Entries on locating named things
——
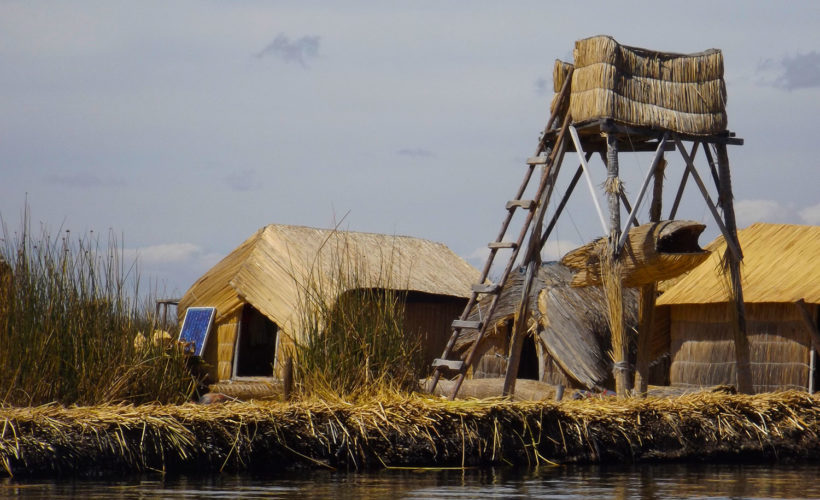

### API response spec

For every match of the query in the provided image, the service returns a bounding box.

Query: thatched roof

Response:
[457,262,637,389]
[179,224,479,331]
[553,36,727,135]
[657,222,820,306]
[561,220,709,287]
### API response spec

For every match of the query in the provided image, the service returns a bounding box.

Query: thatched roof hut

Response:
[456,262,637,389]
[178,224,479,381]
[553,35,727,135]
[654,223,820,392]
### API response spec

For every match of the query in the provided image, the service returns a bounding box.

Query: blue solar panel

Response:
[179,307,216,356]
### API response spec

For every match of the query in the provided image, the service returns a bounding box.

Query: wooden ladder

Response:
[430,70,572,400]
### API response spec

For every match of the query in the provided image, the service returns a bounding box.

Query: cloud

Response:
[734,200,790,228]
[757,51,820,90]
[256,33,319,68]
[223,169,259,191]
[396,148,436,158]
[45,172,125,188]
[535,77,552,95]
[797,203,820,226]
[123,243,203,265]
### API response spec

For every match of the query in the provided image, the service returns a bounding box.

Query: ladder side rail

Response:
[450,113,572,400]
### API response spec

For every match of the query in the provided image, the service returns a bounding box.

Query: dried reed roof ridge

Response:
[456,262,638,389]
[553,35,728,135]
[561,220,709,287]
[657,222,820,306]
[179,224,479,331]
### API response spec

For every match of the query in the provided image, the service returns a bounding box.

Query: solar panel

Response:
[179,307,216,356]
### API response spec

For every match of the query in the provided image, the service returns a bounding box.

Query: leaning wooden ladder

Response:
[430,70,577,400]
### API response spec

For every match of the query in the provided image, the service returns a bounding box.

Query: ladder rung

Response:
[487,241,518,249]
[453,319,481,330]
[507,200,535,210]
[433,358,464,371]
[473,283,501,293]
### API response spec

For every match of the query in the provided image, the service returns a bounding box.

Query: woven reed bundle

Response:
[564,36,727,135]
[561,220,709,287]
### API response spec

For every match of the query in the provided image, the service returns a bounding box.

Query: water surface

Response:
[0,464,820,500]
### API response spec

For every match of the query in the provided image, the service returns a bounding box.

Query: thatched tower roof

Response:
[456,262,637,389]
[553,36,727,135]
[657,222,820,306]
[179,224,479,331]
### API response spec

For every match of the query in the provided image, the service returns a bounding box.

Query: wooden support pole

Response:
[601,134,629,397]
[615,132,669,254]
[634,155,666,397]
[794,299,820,394]
[667,142,700,220]
[501,138,564,396]
[716,144,754,394]
[569,125,608,234]
[675,138,743,263]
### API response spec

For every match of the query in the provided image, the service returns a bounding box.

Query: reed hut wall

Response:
[403,292,467,366]
[177,224,479,382]
[662,303,817,393]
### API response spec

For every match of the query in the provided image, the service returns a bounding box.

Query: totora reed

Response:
[0,392,820,476]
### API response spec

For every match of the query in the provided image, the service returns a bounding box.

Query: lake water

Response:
[0,464,820,499]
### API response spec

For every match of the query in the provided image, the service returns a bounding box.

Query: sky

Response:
[0,0,820,296]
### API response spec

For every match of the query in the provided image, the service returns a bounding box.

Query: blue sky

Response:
[0,0,820,295]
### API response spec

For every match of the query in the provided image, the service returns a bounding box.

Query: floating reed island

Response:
[0,391,820,477]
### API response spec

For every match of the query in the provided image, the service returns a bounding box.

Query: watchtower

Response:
[432,36,751,398]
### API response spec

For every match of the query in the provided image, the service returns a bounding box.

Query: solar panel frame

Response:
[179,307,216,357]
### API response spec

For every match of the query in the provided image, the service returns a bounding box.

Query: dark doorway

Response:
[235,304,279,377]
[518,334,538,380]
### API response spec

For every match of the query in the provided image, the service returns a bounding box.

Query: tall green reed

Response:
[0,210,194,405]
[294,232,422,397]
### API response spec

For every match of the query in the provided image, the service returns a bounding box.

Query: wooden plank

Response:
[794,299,820,350]
[453,319,482,330]
[716,144,754,394]
[473,283,501,293]
[569,125,609,234]
[433,358,464,371]
[501,259,540,396]
[675,137,743,262]
[487,241,518,250]
[540,165,592,248]
[615,134,669,255]
[430,68,574,399]
[506,200,535,210]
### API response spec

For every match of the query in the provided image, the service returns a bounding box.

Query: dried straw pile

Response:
——
## Work to complete
Extract every line from the entries above that contains the word "dried", matching case exactly.

## Response to the exercise
Query: dried reed roof ridge
Query: dried straw pile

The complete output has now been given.